== RECORDS TO PROCESS ==
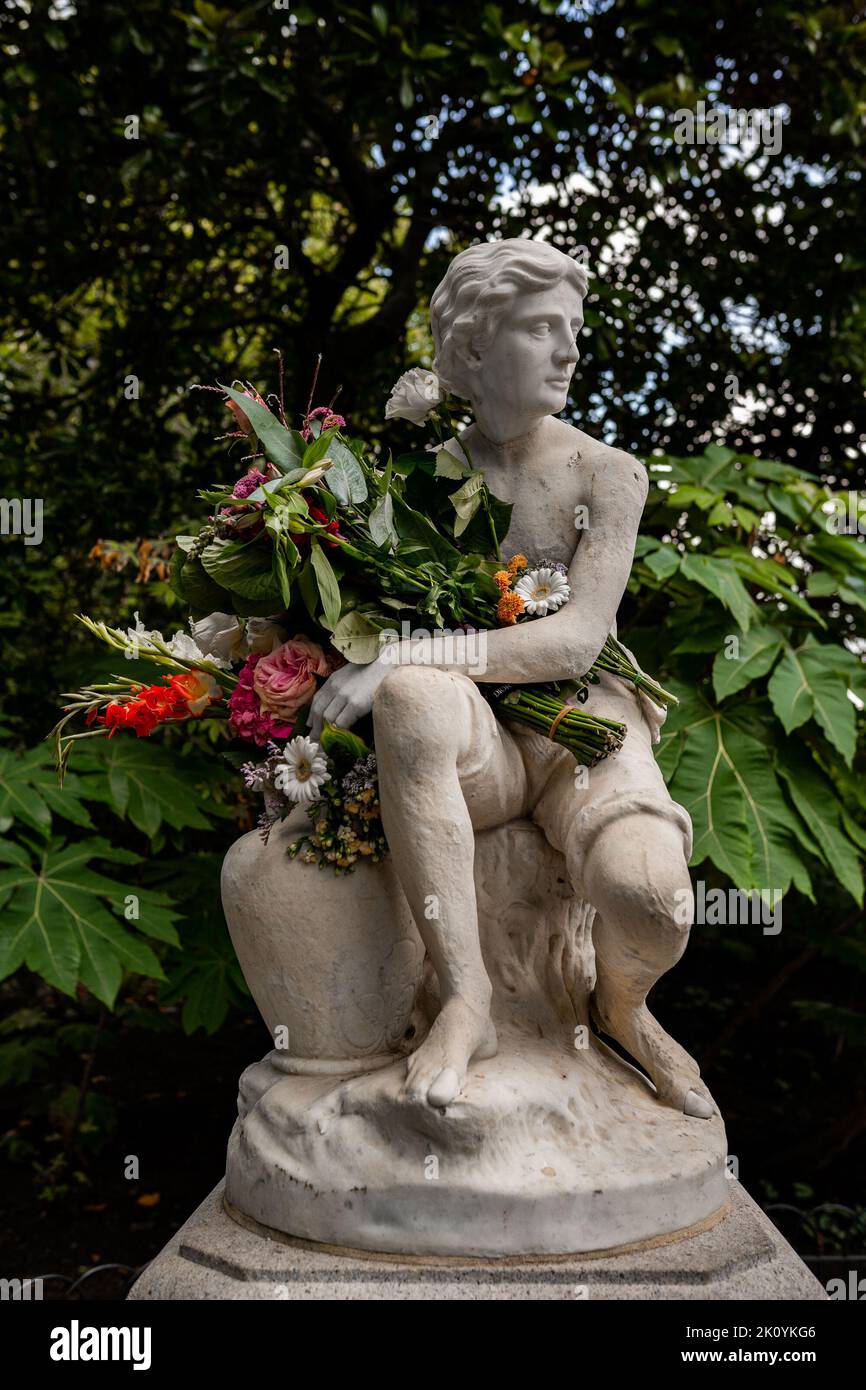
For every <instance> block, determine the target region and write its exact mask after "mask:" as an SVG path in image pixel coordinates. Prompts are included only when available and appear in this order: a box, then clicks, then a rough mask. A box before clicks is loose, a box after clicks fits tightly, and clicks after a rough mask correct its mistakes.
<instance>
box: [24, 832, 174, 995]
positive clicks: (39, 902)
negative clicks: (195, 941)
* * *
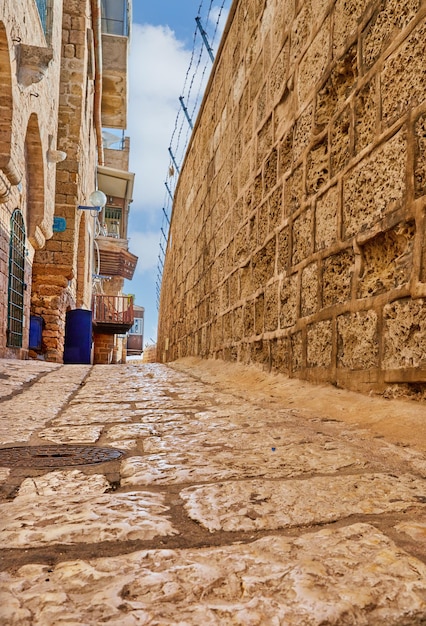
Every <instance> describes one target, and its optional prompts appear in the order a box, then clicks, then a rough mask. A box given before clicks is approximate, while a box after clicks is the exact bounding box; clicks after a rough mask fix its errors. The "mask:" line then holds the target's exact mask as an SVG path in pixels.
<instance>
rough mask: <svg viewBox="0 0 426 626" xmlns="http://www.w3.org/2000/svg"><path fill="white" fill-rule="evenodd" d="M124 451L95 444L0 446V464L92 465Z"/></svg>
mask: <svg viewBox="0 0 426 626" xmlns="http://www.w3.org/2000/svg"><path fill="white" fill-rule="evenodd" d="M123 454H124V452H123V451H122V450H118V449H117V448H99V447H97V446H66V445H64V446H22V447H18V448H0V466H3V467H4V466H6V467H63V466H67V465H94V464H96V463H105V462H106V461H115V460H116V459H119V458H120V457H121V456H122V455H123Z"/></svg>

== ABOUT THIS TASK ==
Reproduce everything in the data from the line containing "For every <instance>" down to the line containing "negative clicks: (195, 941)", with both of those lines included.

== RESULT FOR THIS EXERCISE ==
For every <instance> block, determine the target region and write its exact mask after "mask:" as an SVG path in image pixel coordinates. Prompts are included only when available and appear in this order: a box, then clicks, then a rough mask. A box before clicks is loose, a box after clicks fits tightly, and clicks after a rough mask correct its mistakes.
<instance>
box: [24, 832, 174, 995]
positive clicks: (39, 902)
negative clicks: (195, 941)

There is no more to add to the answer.